**Records contained in a dataset:**
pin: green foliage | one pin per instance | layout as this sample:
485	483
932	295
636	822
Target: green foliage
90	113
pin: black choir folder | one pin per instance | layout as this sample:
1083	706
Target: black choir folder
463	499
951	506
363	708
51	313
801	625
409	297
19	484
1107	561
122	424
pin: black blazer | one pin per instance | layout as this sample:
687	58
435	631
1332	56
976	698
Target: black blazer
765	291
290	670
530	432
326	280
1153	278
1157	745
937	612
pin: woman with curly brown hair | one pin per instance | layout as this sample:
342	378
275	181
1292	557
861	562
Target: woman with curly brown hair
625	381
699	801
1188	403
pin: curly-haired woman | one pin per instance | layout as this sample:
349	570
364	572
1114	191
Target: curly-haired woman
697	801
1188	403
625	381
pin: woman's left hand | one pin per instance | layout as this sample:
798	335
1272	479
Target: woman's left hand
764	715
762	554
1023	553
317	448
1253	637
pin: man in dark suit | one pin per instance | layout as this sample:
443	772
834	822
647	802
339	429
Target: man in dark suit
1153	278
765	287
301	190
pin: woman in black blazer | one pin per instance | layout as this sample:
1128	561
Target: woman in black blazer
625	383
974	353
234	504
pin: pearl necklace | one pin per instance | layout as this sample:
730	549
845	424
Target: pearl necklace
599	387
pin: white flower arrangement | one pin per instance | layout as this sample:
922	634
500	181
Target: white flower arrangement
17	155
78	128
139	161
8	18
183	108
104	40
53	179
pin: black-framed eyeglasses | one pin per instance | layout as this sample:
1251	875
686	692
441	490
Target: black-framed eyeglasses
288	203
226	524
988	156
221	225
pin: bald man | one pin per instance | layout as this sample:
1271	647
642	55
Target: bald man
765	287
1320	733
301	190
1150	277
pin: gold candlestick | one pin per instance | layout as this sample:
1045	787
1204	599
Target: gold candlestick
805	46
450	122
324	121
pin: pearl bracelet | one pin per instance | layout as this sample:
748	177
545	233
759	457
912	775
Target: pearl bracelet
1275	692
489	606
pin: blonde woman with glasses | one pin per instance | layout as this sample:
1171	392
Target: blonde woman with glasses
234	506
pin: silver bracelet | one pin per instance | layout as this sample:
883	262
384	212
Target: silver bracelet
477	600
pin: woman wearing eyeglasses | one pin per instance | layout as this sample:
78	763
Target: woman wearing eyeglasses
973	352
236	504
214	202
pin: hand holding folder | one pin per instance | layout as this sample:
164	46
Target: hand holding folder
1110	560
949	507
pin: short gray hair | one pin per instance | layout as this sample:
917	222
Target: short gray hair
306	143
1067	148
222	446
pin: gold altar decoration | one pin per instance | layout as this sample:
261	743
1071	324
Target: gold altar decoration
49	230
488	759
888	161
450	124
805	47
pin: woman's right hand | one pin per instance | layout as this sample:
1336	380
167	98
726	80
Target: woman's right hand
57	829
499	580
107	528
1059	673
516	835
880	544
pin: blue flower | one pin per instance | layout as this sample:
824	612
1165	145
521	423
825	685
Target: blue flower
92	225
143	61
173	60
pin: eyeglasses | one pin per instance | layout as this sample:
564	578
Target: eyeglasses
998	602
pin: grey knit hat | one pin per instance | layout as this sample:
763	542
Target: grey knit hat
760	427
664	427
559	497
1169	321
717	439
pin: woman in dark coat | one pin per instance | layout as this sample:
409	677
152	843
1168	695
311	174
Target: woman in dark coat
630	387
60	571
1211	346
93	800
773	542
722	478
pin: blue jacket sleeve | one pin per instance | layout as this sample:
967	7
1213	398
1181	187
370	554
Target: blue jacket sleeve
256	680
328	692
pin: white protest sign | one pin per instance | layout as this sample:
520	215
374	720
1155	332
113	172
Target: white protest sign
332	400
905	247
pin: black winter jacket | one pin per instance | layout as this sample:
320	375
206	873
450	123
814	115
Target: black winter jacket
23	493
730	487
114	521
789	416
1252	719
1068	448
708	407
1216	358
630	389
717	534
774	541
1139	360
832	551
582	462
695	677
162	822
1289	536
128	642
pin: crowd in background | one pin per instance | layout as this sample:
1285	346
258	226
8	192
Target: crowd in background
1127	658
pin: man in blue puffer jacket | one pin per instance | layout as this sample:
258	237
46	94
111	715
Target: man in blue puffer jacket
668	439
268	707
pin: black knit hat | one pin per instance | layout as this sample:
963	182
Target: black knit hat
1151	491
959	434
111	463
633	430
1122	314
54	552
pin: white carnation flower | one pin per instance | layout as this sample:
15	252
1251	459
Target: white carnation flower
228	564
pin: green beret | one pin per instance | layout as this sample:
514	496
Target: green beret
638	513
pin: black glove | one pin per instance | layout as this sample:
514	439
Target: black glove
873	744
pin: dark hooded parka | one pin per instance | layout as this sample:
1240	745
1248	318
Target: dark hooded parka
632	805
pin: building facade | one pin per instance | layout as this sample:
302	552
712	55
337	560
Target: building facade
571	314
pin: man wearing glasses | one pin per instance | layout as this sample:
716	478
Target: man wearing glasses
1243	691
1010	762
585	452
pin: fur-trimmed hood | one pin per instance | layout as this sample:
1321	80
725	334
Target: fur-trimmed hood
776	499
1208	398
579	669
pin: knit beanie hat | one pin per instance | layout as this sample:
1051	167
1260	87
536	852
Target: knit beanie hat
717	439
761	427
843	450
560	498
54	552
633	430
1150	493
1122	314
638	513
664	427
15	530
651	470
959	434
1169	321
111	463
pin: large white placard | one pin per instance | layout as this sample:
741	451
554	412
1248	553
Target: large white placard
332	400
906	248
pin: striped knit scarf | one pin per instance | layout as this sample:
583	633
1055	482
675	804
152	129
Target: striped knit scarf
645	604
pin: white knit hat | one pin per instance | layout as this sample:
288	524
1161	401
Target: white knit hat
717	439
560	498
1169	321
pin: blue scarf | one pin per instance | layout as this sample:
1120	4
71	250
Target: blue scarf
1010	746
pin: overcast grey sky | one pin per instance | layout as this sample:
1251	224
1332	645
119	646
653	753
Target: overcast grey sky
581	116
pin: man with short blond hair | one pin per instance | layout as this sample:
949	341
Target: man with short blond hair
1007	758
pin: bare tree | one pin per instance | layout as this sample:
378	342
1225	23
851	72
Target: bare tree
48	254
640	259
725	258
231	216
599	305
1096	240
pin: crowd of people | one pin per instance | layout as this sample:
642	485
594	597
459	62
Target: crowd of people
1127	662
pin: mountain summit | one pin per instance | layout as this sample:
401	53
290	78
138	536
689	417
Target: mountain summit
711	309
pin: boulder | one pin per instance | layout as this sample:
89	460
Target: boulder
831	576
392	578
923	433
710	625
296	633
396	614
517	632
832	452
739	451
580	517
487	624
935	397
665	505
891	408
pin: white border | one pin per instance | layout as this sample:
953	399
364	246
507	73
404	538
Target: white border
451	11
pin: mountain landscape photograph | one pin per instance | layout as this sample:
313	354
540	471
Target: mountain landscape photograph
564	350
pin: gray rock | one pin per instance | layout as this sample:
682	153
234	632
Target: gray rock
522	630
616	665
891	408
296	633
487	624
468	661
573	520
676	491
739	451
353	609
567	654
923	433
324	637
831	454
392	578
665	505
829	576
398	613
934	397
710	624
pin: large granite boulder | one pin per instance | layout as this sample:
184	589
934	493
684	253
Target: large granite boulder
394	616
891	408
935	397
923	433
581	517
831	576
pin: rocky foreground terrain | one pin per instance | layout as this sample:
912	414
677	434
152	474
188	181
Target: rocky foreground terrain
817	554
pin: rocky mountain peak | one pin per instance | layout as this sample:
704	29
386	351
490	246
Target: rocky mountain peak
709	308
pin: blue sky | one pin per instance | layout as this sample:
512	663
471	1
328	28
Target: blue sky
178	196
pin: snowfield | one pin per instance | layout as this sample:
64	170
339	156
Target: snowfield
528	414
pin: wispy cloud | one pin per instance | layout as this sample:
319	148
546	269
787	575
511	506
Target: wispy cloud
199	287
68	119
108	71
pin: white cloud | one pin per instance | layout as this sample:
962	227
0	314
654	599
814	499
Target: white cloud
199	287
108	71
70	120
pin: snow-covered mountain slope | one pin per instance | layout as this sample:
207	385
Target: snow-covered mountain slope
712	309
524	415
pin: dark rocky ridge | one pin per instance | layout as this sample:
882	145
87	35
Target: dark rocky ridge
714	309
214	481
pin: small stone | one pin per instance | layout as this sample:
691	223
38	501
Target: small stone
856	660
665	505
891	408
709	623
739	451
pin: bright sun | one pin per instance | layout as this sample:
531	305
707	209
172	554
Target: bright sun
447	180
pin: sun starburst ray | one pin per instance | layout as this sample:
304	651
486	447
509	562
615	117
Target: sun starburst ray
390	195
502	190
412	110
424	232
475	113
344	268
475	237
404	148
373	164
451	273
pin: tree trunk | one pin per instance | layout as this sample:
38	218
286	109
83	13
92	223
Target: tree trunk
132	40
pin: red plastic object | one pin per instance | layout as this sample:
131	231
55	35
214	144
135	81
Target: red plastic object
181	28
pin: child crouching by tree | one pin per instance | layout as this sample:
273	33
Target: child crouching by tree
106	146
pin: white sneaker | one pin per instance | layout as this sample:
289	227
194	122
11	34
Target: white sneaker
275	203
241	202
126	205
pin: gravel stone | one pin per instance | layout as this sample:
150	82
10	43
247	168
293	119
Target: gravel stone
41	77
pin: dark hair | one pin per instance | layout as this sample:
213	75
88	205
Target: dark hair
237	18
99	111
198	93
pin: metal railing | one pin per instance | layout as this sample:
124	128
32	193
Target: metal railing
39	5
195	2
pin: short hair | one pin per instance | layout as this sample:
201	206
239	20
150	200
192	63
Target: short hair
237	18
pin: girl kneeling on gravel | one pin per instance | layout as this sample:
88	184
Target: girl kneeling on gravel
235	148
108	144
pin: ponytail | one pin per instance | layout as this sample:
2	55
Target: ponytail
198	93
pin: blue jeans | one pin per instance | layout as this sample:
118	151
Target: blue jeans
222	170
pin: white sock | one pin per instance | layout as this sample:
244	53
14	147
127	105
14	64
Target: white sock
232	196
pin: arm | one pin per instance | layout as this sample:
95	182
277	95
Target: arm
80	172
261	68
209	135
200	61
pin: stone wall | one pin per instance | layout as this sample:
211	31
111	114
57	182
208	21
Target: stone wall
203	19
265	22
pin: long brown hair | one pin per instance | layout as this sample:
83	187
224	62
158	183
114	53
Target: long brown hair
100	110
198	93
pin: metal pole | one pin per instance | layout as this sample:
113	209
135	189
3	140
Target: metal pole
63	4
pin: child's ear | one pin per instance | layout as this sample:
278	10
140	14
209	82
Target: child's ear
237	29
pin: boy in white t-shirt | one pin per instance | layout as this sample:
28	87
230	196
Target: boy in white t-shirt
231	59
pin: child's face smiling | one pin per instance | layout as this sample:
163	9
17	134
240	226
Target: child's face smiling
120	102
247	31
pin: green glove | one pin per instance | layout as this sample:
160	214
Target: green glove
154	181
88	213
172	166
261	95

**DIRECTIONS FOR THIS TASK:** The answer is to be the lines from the one holding "Target: boy in white t-shirt" through the end of the data above, transcribed character for character, both ends included.

**TASK ANSWER:**
Target: boy in white t-shirt
231	59
pin: child's face smiling | one pin per instance | layout as this sample:
163	9
17	134
240	226
Target: child's face smiling
120	102
247	31
pin: green glove | one pin per instance | layout as this sample:
160	214
Target: green glove
154	181
88	213
172	166
261	95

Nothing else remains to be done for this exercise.